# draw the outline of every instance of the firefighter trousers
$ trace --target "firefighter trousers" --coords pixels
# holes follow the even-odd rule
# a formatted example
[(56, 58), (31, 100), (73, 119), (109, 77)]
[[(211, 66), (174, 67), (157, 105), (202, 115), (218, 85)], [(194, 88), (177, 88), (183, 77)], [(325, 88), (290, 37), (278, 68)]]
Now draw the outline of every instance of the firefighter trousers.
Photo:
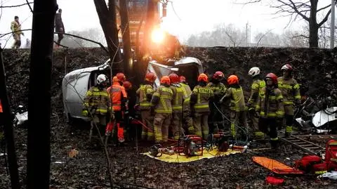
[(204, 140), (209, 137), (209, 112), (195, 112), (193, 118), (194, 134)]
[(141, 111), (143, 123), (147, 126), (143, 126), (142, 129), (142, 140), (153, 141), (154, 140), (154, 136), (153, 134), (153, 116), (151, 115), (151, 111), (142, 110)]
[(277, 148), (279, 138), (277, 137), (277, 122), (276, 118), (260, 117), (258, 128), (260, 131), (270, 137), (272, 148)]
[(179, 139), (182, 133), (182, 112), (173, 112), (172, 114), (172, 122), (171, 126), (172, 126), (172, 133), (173, 134), (173, 138), (176, 140)]
[[(240, 132), (242, 133), (242, 137), (249, 136), (247, 129), (247, 120), (245, 111), (236, 112), (231, 110), (230, 112), (230, 133), (235, 138), (237, 137), (238, 126), (240, 127)], [(243, 131), (242, 131), (243, 130)]]
[(168, 138), (168, 126), (171, 124), (171, 113), (156, 113), (153, 122), (154, 129), (154, 140), (156, 143), (167, 142)]

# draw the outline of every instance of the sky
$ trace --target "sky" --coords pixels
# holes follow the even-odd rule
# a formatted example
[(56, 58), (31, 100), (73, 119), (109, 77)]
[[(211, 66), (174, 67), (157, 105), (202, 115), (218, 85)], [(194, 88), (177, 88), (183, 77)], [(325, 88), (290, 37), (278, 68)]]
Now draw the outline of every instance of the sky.
[[(183, 41), (191, 34), (211, 30), (215, 25), (220, 23), (234, 24), (242, 29), (248, 23), (251, 27), (252, 39), (256, 32), (263, 32), (269, 30), (272, 30), (275, 33), (282, 34), (289, 20), (287, 17), (273, 15), (275, 10), (270, 8), (267, 4), (258, 3), (245, 6), (237, 4), (238, 1), (244, 0), (171, 1), (173, 2), (168, 6), (167, 18), (164, 20), (162, 26), (170, 33), (178, 36)], [(26, 0), (0, 0), (2, 6), (18, 5), (25, 2)], [(57, 2), (62, 9), (62, 20), (66, 32), (85, 30), (93, 27), (101, 28), (93, 0), (58, 0)], [(319, 0), (319, 7), (330, 3), (331, 0)], [(32, 7), (33, 6), (32, 4)], [(11, 32), (11, 22), (13, 20), (15, 15), (19, 16), (22, 30), (32, 28), (32, 14), (27, 6), (1, 8), (0, 15), (0, 34)], [(303, 21), (298, 21), (293, 23), (291, 27), (297, 30), (300, 29), (303, 25)], [(4, 46), (9, 37), (8, 35), (0, 39), (1, 47)], [(22, 43), (27, 38), (31, 38), (30, 32), (25, 32)], [(10, 39), (6, 48), (11, 46), (13, 43), (11, 40)]]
######
(Written exercise) Each record should be quoted exactly, with the images omitted.

(Correct output)
# draw the outline of every instance of the firefighter trousers
$ trace --target "firefighter trousers" --coords pixels
# holes follow the even-odd rule
# a formatted example
[(56, 58), (31, 100), (73, 119), (109, 77)]
[[(211, 66), (174, 67), (157, 105), (202, 115), (218, 85)], [(194, 88), (177, 88), (183, 77)], [(325, 88), (290, 37), (278, 68)]]
Now draw the outline of every instance of the firefighter trousers.
Photo:
[(204, 140), (209, 137), (209, 112), (195, 112), (193, 118), (194, 134)]
[(141, 111), (143, 123), (147, 126), (143, 126), (142, 129), (142, 140), (153, 141), (154, 140), (154, 136), (153, 134), (153, 116), (151, 115), (151, 111), (142, 110)]
[(277, 148), (279, 138), (277, 137), (277, 122), (276, 118), (260, 117), (258, 128), (260, 131), (270, 137), (272, 148)]
[(179, 139), (182, 133), (182, 112), (173, 112), (172, 114), (172, 122), (171, 126), (172, 126), (172, 133), (173, 134), (173, 138), (176, 140)]
[[(240, 132), (242, 133), (242, 137), (249, 136), (247, 129), (247, 120), (245, 111), (236, 112), (231, 110), (230, 112), (230, 133), (235, 138), (237, 137), (238, 126), (240, 127)], [(243, 131), (242, 131), (243, 130)]]
[(168, 138), (168, 126), (171, 124), (171, 113), (156, 113), (153, 122), (154, 129), (154, 140), (156, 143), (167, 142)]

# draw the outline of every instance of the sky
$ trace --target "sky" --coords pixels
# holes follow the even-odd rule
# a formatted example
[(56, 58), (31, 100), (73, 119), (109, 77)]
[[(211, 66), (174, 67), (157, 105), (202, 115), (218, 85)], [(194, 88), (177, 88), (183, 77)], [(325, 88), (290, 37), (278, 68)]]
Now draw the outline of every instance of the sky.
[[(183, 41), (191, 34), (211, 30), (215, 25), (220, 23), (234, 24), (242, 29), (248, 23), (251, 27), (252, 39), (256, 32), (263, 32), (269, 30), (272, 30), (275, 33), (282, 34), (289, 20), (287, 17), (273, 15), (275, 10), (270, 8), (267, 4), (258, 3), (245, 6), (237, 4), (238, 1), (244, 0), (171, 1), (173, 2), (168, 6), (167, 18), (164, 20), (162, 26), (170, 33), (178, 36)], [(26, 0), (0, 0), (2, 6), (18, 5), (25, 2)], [(57, 2), (62, 9), (62, 20), (66, 32), (85, 30), (93, 27), (101, 28), (93, 0), (58, 0)], [(319, 0), (319, 7), (330, 3), (331, 0)], [(32, 7), (33, 6), (32, 4)], [(11, 32), (11, 22), (13, 20), (15, 15), (19, 16), (22, 30), (32, 28), (32, 14), (27, 6), (1, 8), (0, 15), (0, 34)], [(303, 21), (298, 21), (293, 23), (291, 27), (297, 30), (300, 29), (303, 25)], [(4, 46), (9, 37), (8, 35), (0, 39), (1, 47)], [(22, 43), (27, 38), (31, 38), (30, 32), (25, 32)], [(10, 39), (6, 48), (11, 46), (13, 43), (11, 40)]]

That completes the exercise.